Selection:

Thursday, February 1, 2024

 

Interim Budget 2024 Stresses Growth, Reduction of Fiscal Deficit & Inflation

No, Finance Minister Nirmala Sitharaman did not runaway with the ball. This, for an interim budget and vote-on-account with its constraints and conventions.

Sounding, for all the world, like she was presenting the Economic Survey, not done this year because of the impending general elections, she slipped in as much self-advertisement for the government as she could, that would not attract special notice or criticism. Everybody kept their remarks short, from Sitharaman to the prime minister. Many other government big wigs didn’t speak on the interim budget at all, leaving it to the denizens enjoying the CII lounge.

Still, like a good shepherd, the government, acutely aware it has the fastest growing economy in the world now, intends to keep it safe, with all its gains intact. It also aims to keep all its emphases and thrust areas on course and has upped the ante slightly in all of them.

(Stored records)
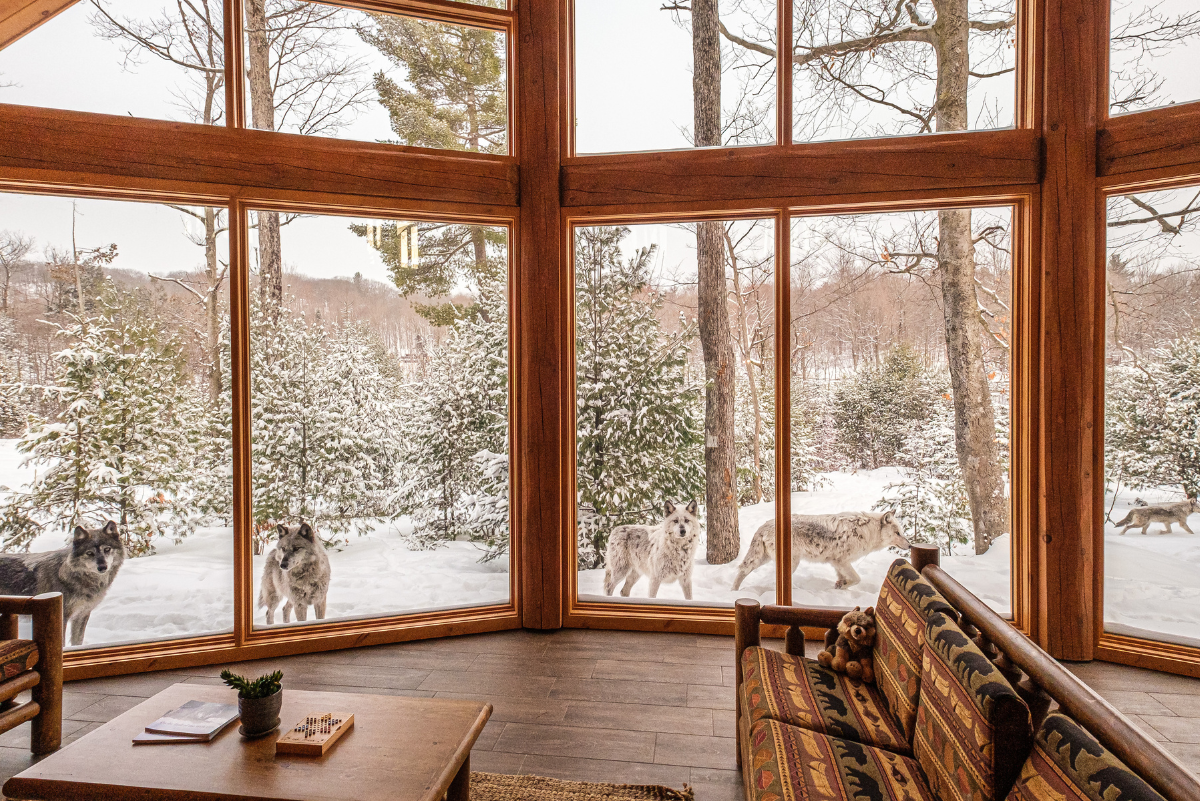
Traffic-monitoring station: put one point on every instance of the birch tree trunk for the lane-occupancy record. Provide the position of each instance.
(262, 113)
(975, 421)
(715, 342)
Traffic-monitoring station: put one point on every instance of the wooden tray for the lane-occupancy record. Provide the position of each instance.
(315, 735)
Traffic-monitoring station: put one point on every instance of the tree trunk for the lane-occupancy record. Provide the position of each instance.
(262, 112)
(975, 421)
(720, 461)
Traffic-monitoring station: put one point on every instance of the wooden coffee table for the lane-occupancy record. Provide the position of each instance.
(400, 750)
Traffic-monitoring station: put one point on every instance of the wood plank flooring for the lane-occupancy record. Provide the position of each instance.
(591, 705)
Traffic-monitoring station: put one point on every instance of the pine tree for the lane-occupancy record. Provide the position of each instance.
(640, 416)
(456, 433)
(120, 449)
(876, 408)
(322, 423)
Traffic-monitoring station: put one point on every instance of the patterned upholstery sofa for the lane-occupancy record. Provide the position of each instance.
(960, 710)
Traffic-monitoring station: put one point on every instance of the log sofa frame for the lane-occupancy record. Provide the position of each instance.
(45, 681)
(1041, 680)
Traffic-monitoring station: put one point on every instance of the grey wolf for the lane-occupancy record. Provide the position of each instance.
(1140, 517)
(834, 540)
(82, 572)
(297, 572)
(664, 553)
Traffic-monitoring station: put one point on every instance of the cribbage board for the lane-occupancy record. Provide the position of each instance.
(315, 735)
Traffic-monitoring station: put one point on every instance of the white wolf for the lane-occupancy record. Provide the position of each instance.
(834, 540)
(1140, 517)
(664, 553)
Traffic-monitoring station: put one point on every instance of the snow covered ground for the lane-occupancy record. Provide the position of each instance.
(1152, 583)
(987, 576)
(186, 589)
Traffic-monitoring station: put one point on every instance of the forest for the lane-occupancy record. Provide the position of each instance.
(379, 348)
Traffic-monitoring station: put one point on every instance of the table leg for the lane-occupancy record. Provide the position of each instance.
(460, 788)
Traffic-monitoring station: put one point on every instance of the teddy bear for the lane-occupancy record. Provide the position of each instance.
(849, 649)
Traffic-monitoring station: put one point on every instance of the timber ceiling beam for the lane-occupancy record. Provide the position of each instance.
(19, 17)
(149, 152)
(735, 178)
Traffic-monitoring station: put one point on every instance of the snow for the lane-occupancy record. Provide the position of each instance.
(987, 576)
(1152, 583)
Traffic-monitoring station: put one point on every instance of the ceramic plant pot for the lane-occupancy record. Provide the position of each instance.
(261, 715)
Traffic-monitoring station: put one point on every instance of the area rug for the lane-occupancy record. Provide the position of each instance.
(497, 787)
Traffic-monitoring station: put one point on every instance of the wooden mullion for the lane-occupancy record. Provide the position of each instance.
(1068, 380)
(234, 65)
(239, 369)
(784, 49)
(796, 174)
(181, 154)
(783, 408)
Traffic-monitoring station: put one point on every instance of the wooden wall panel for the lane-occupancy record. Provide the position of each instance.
(539, 283)
(1165, 140)
(151, 150)
(781, 175)
(1068, 387)
(19, 17)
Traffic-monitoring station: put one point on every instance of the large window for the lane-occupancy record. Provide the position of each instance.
(319, 70)
(1155, 47)
(900, 369)
(379, 410)
(880, 68)
(1152, 416)
(115, 410)
(675, 410)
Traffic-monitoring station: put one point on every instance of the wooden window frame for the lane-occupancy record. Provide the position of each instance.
(1054, 168)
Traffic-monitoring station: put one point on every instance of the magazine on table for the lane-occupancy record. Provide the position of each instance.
(192, 722)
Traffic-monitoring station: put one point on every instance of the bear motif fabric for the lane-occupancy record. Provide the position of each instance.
(787, 763)
(973, 732)
(801, 692)
(905, 606)
(1068, 764)
(17, 656)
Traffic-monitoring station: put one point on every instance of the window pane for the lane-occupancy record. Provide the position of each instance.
(901, 326)
(1152, 417)
(635, 68)
(142, 58)
(336, 72)
(1155, 48)
(115, 408)
(675, 471)
(877, 68)
(379, 397)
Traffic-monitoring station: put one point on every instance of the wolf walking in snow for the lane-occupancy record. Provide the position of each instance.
(837, 540)
(82, 572)
(664, 553)
(1140, 517)
(297, 571)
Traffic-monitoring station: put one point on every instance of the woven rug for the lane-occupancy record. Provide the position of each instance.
(497, 787)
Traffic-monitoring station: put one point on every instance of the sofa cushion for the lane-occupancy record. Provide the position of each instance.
(901, 614)
(17, 656)
(802, 692)
(1068, 764)
(973, 730)
(786, 763)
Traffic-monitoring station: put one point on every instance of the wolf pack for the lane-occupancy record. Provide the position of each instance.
(297, 570)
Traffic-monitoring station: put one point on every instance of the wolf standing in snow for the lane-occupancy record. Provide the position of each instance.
(1140, 517)
(82, 572)
(297, 571)
(664, 553)
(837, 540)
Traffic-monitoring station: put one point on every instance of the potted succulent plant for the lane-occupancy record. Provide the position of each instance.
(258, 702)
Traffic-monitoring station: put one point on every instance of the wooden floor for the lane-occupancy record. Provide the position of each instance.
(617, 706)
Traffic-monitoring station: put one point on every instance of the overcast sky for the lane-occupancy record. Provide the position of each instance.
(634, 92)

Your tasks:
(A) According to the article on Interim Budget 2024, why was the Economic Survey not presented this year? Answer in one to three sentences.
(B) Retype the passage of the Interim Budget 2024 article between "No, Finance Minister" and "all of them.", inclusive.
(C) Write what comes next in the article on Interim Budget 2024, picking up after its final sentence.

Outputs:
(A) The Economic Survey was not presented this year because of the impending general elections.

(B)
No, Finance Minister Nirmala Sitharaman did not runaway with the ball. This, for an interim budget and vote-on-account with its constraints and conventions.

Sounding, for all the world, like she was presenting the Economic Survey, not done this year because of the impending general elections, she slipped in as much self-advertisement for the government as she could, that would not attract special notice or criticism. Everybody kept their remarks short, from Sitharaman to the prime minister. Many other government big wigs didn’t speak on the interim budget at all, leaving it to the denizens enjoying the CII lounge.

Still, like a good shepherd, the government, acutely aware it has the fastest growing economy in the world now, intends to keep it safe, with all its gains intact. It also aims to keep all its emphases and thrust areas on course and has upped the ante slightly in all of them.

(C)
There is an effort to broad-base the growth drivers to various other parts of the economy such as dairy farmers, fisheries, housing, 600 crores more for the hydrogen mission, 8,500 crores more to Solar, more aviation and aeroplane orders, more airports. This, in addition to the infrastructure main thrust areas of connectivity, roads, railways, bridges, metros, ports. Include therefore the people-friendly many yojanas, with several mentions of Nari Shakti with attendant incentivisation.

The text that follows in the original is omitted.